● ACTIVITY
Would you set down every line of the data below exactly as it reads?
★ ★ ★ ★ ★
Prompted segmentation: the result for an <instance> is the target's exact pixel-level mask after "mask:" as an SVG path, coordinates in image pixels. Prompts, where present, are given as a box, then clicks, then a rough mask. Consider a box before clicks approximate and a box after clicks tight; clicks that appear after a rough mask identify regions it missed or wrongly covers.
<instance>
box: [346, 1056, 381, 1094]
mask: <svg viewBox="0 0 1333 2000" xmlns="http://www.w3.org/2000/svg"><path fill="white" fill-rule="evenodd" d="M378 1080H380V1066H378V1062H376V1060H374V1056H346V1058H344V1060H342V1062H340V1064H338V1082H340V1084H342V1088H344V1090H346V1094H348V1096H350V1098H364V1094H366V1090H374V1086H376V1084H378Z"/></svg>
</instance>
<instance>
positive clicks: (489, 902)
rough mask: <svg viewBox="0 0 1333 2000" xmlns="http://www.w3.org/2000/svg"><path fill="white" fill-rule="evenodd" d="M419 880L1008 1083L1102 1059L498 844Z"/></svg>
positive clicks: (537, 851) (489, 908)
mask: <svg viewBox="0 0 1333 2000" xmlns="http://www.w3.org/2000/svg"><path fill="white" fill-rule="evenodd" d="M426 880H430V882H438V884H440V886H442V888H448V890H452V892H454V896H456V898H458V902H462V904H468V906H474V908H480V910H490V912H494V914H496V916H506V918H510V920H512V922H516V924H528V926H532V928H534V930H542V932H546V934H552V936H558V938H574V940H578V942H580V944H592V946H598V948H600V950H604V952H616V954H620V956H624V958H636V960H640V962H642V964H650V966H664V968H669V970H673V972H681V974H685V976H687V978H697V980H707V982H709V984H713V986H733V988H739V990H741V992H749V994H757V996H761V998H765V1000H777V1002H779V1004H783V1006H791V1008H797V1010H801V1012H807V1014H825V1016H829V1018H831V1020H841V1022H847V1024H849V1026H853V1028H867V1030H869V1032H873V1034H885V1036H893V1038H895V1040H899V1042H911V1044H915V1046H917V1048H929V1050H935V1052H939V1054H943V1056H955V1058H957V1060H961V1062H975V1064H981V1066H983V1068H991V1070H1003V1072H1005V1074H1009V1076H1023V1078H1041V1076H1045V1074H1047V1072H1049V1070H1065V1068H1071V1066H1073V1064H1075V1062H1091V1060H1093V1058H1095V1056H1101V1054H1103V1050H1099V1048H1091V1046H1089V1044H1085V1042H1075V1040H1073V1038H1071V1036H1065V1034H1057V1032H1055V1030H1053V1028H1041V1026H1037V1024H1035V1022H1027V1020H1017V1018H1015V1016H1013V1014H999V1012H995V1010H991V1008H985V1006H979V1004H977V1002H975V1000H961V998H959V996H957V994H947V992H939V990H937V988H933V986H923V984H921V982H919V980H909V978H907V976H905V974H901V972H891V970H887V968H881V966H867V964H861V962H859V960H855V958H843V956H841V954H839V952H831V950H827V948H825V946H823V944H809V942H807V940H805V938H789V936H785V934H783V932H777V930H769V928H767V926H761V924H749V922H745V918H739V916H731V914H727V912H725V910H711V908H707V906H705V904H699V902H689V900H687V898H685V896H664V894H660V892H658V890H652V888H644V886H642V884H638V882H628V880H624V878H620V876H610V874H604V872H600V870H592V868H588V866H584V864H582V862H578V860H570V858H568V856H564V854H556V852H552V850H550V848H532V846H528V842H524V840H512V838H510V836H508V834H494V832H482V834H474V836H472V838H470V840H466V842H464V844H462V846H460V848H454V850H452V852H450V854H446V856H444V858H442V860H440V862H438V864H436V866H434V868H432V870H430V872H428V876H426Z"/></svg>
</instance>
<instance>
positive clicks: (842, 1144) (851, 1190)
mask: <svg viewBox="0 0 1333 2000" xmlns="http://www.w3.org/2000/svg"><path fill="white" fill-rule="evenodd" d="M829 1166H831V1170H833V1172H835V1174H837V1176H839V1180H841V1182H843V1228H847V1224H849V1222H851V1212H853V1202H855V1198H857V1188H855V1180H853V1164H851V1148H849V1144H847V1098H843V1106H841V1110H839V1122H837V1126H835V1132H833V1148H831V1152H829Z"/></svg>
★ ★ ★ ★ ★
● FINISHED TASK
Prompted segmentation: the result for an <instance> is the target's exact pixel-level mask after "mask:" as an SVG path, coordinates in image pixels. Prompts, where present, are given as a box, then clicks, then a rough mask. Consider a box before clicks approximate and a box after clicks tight; clicks that appear after a rough mask identify regions it missed or wrongly covers.
<instance>
box: [346, 1056, 381, 1094]
mask: <svg viewBox="0 0 1333 2000" xmlns="http://www.w3.org/2000/svg"><path fill="white" fill-rule="evenodd" d="M378 1080H380V1066H378V1062H376V1060H374V1056H346V1058H344V1060H342V1062H340V1064H338V1082H340V1084H342V1088H344V1090H346V1094H348V1096H350V1098H364V1094H366V1090H374V1086H376V1084H378Z"/></svg>
</instance>
<instance>
positive clicks: (489, 902)
rough mask: <svg viewBox="0 0 1333 2000" xmlns="http://www.w3.org/2000/svg"><path fill="white" fill-rule="evenodd" d="M419 880L1008 1083L1102 1059L498 844Z"/></svg>
positive clicks: (537, 851) (489, 908)
mask: <svg viewBox="0 0 1333 2000" xmlns="http://www.w3.org/2000/svg"><path fill="white" fill-rule="evenodd" d="M426 880H430V882H438V884H440V886H442V888H448V890H452V892H454V896H456V898H458V902H462V904H468V906H474V908H480V910H490V912H494V914H496V916H506V918H510V920H512V922H516V924H528V926H532V928H534V930H542V932H546V934H552V936H558V938H574V940H578V942H580V944H592V946H598V948H600V950H604V952H616V954H620V956H624V958H636V960H640V962H642V964H650V966H664V968H669V970H673V972H681V974H685V976H687V978H697V980H707V982H709V984H713V986H733V988H739V990H741V992H749V994H757V996H761V998H765V1000H777V1002H779V1004H783V1006H791V1008H797V1010H801V1012H807V1014H825V1016H829V1018H831V1020H841V1022H847V1024H849V1026H853V1028H867V1030H869V1032H873V1034H885V1036H893V1038H895V1040H899V1042H911V1044H915V1046H917V1048H929V1050H935V1052H939V1054H943V1056H955V1058H957V1060H961V1062H975V1064H981V1066H983V1068H991V1070H1003V1072H1005V1074H1009V1076H1023V1078H1041V1076H1045V1074H1047V1072H1049V1070H1065V1068H1071V1066H1073V1064H1075V1062H1091V1060H1093V1058H1095V1056H1101V1054H1103V1050H1099V1048H1091V1046H1089V1044H1085V1042H1075V1040H1073V1038H1071V1036H1065V1034H1057V1032H1055V1030H1053V1028H1041V1026H1037V1024H1035V1022H1027V1020H1017V1018H1015V1016H1013V1014H999V1012H995V1010H991V1008H985V1006H979V1004H977V1002H975V1000H961V998H959V996H957V994H947V992H939V990H937V988H933V986H923V984H921V982H919V980H909V978H907V976H905V974H901V972H891V970H887V968H881V966H867V964H861V962H859V960H855V958H843V956H841V954H839V952H831V950H827V948H825V946H823V944H809V942H807V940H805V938H789V936H785V934H783V932H777V930H769V928H767V926H761V924H749V922H745V918H739V916H731V914H727V912H725V910H711V908H707V906H705V904H699V902H689V900H687V898H685V896H664V894H660V892H658V890H652V888H644V886H642V884H638V882H628V880H624V878H620V876H610V874H604V872H600V870H592V868H588V866H584V864H582V862H578V860H570V858H568V856H564V854H556V852H552V850H550V848H532V846H528V842H524V840H512V838H510V836H508V834H494V832H482V834H474V836H472V838H470V840H466V842H464V844H462V846H460V848H454V850H452V852H450V854H446V856H444V858H442V860H440V862H438V864H436V866H434V868H432V870H430V872H428V876H426Z"/></svg>
</instance>
<instance>
positive clicks: (842, 1144) (851, 1190)
mask: <svg viewBox="0 0 1333 2000" xmlns="http://www.w3.org/2000/svg"><path fill="white" fill-rule="evenodd" d="M829 1166H831V1170H833V1172H835V1174H837V1176H839V1180H841V1182H843V1228H847V1224H849V1222H851V1212H853V1202H855V1198H857V1188H855V1180H853V1164H851V1148H849V1144H847V1098H843V1106H841V1110H839V1122H837V1126H835V1132H833V1148H831V1152H829Z"/></svg>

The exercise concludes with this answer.